■ REQUEST ■
Transcribe the data below word for word, from the line containing "Provide the segmentation of every instance of the palm" through the last line of the data, including both.

[Source data]
* * * * * * * * *
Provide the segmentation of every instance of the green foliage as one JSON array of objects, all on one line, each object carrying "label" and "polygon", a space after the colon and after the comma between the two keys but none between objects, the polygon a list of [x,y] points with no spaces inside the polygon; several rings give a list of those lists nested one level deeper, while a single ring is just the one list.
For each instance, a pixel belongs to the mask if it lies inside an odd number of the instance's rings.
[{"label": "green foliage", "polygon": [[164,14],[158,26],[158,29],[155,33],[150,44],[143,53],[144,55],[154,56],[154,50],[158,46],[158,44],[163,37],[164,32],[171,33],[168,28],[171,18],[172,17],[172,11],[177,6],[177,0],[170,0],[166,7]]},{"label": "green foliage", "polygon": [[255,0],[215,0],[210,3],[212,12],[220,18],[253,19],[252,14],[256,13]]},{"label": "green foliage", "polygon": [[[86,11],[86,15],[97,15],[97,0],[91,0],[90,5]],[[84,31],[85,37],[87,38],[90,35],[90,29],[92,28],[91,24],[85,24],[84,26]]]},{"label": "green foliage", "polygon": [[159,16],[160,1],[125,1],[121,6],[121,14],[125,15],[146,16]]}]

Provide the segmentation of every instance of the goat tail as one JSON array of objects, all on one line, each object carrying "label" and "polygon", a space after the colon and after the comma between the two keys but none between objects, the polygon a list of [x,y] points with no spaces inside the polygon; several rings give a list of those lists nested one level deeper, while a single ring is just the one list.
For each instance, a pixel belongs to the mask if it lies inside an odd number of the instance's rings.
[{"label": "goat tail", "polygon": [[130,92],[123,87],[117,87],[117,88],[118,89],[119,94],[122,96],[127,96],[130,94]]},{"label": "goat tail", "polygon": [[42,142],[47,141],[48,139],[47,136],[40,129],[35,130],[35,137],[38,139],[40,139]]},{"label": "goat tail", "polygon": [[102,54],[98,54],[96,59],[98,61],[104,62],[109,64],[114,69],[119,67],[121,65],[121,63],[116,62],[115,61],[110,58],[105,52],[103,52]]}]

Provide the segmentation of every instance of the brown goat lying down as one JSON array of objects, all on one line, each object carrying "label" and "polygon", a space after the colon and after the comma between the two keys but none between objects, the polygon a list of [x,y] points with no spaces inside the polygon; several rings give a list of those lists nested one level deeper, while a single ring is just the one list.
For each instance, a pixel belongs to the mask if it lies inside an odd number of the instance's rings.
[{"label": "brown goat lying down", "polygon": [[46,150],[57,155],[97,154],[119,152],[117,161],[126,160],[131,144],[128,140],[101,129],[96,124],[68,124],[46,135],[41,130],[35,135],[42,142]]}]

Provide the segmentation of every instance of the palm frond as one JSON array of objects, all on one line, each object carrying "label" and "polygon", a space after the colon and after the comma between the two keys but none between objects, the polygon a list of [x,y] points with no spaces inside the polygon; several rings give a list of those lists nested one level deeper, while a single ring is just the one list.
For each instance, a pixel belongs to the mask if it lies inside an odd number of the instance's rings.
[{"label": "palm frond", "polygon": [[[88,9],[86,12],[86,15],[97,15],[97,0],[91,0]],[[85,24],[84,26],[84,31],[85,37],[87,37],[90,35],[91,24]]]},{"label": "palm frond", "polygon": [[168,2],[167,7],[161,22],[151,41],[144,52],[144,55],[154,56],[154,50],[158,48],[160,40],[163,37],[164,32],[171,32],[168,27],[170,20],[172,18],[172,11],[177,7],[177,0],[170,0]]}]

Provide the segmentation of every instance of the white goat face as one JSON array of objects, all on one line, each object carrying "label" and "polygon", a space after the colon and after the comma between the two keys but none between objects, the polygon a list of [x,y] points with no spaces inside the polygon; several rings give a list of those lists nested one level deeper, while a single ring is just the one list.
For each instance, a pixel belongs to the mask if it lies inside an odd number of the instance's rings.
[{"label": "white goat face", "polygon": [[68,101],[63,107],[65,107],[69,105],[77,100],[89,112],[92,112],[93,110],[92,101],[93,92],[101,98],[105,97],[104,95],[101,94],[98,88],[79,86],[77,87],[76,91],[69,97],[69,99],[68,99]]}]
* * * * * * * * *
■ WRITTEN ANSWER ■
Provide the segmentation of every instance of the palm frond as one JSON array of objects, all on one line, each object carrying "label" and "polygon", a space after the colon and after the comma between the two keys but none between objects, the polygon a list of [x,y] points with no spaces inside the polygon; several rings give a list of those lists nested one level deeper, while a single ring is just the one list.
For each instance, a pixel belongs to the mask if it lies inside an odd number of the instance's rings.
[{"label": "palm frond", "polygon": [[[88,9],[86,12],[86,15],[97,15],[97,0],[91,0]],[[85,24],[84,26],[84,31],[85,37],[87,37],[90,35],[91,24]]]},{"label": "palm frond", "polygon": [[168,2],[167,7],[161,22],[151,41],[144,52],[144,55],[154,56],[154,50],[158,48],[160,40],[163,37],[164,32],[171,32],[168,27],[170,20],[172,18],[172,11],[177,7],[177,0],[170,0]]}]

Provide the segmentation of every instance of the white goat face as one JSON array of objects, all on one line, each object carrying "label" and "polygon", a space after the colon and after the comma between the two keys but none between objects, the polygon a list of [x,y] points with no spaces inside the polygon; several rings give a list of those lists nested one level deeper, while a single ring is just the one list.
For each instance, a pixel belongs to the mask if it lies inside an odd number of the instance's rings.
[{"label": "white goat face", "polygon": [[68,101],[63,107],[65,107],[69,105],[77,100],[89,112],[92,112],[93,110],[92,101],[93,92],[101,98],[105,97],[104,95],[101,94],[98,88],[79,86],[77,87],[76,91],[69,97],[69,99],[68,99]]}]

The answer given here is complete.